DOCUMENT PASSAGE:
A major challenge in the field of biomaterials is the prevention of nonspecific protein adsorption on surfaces. Nonspecific protein adsorption on surfaces has varieties of adverse affects. For example, nonspecific protein adsorption degrades the performance of surface-based diagnostic devices and slows the healing process for implanted biomaterials.
Nonfouling or low fouling materials can be used to address nonspecific protein adsorption on surfaces. For example, pegylated background has been applied to biosensor platforms to prevent nonspecific adsorption from complex media. Nonfouling materials can also be used for marine coatings to replace the existing toxic tributyltin (TBT) coatings to prevent biofouling on ships.
There are limited number of effective nonfouling materials that can meet various challenges for practical applications. Two nonfouling materials, polyethylene glycol (PEG) and phosphorylcholine (PC)-based materials, have been extensively studied. However, there are shortcomings with these materials, such as that PEG is subject to oxidation and that 2-methacryloyloxylethyl phosphoryleholine (MPC) monomers are not readily available. In addition, both PEG and PC groups lack functional groups available for ligand immobilization as required for many applications. The introduction of additional functional groups into PEG may alter its nonfouling properties.
Therefore, there is a need for nonfouling materials that circumvents limitations of oxidation and can be formed from varieties of readily available compounds. The present invention seeks to fulfill these needs and provides further related advantages.

DATASET CONTENT:
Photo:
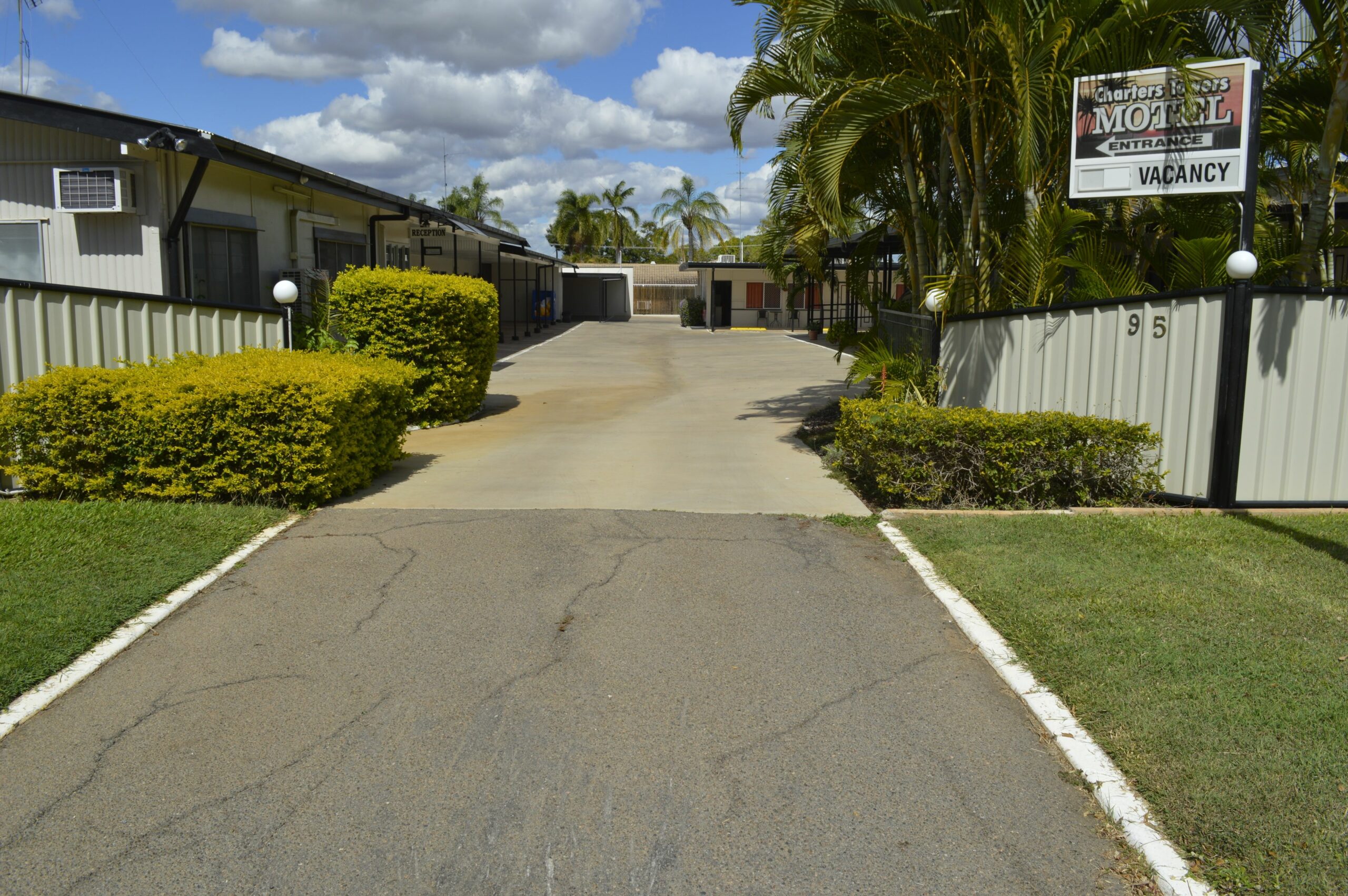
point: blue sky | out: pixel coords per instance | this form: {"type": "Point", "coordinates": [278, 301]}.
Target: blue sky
{"type": "Point", "coordinates": [538, 95]}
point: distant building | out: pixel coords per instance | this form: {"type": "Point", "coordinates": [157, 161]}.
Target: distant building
{"type": "Point", "coordinates": [104, 201]}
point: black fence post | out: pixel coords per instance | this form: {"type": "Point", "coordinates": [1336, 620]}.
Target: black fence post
{"type": "Point", "coordinates": [1233, 372]}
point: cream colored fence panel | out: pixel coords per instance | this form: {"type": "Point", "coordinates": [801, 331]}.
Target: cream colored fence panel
{"type": "Point", "coordinates": [42, 328]}
{"type": "Point", "coordinates": [1146, 360]}
{"type": "Point", "coordinates": [1294, 442]}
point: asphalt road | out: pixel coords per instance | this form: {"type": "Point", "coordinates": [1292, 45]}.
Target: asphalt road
{"type": "Point", "coordinates": [548, 702]}
{"type": "Point", "coordinates": [562, 701]}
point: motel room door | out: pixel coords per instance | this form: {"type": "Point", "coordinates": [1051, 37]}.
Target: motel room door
{"type": "Point", "coordinates": [721, 302]}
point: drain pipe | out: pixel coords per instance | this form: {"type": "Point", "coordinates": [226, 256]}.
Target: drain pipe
{"type": "Point", "coordinates": [374, 232]}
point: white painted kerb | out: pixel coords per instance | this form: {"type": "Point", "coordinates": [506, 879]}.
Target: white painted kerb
{"type": "Point", "coordinates": [33, 702]}
{"type": "Point", "coordinates": [1111, 789]}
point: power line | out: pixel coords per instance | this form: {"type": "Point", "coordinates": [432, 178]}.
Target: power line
{"type": "Point", "coordinates": [99, 7]}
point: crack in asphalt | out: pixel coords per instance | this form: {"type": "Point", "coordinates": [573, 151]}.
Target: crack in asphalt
{"type": "Point", "coordinates": [139, 841]}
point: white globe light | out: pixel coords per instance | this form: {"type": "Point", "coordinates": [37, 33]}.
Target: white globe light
{"type": "Point", "coordinates": [1242, 266]}
{"type": "Point", "coordinates": [285, 292]}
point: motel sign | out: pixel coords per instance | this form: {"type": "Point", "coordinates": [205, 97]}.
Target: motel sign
{"type": "Point", "coordinates": [1163, 133]}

YOUR INSTRUCTIONS: In the passage on nonfouling materials, which toxic coatings on ships could nonfouling marine coatings replace?

COMPLETED EXERCISE: The existing toxic tributyltin (TBT) coatings.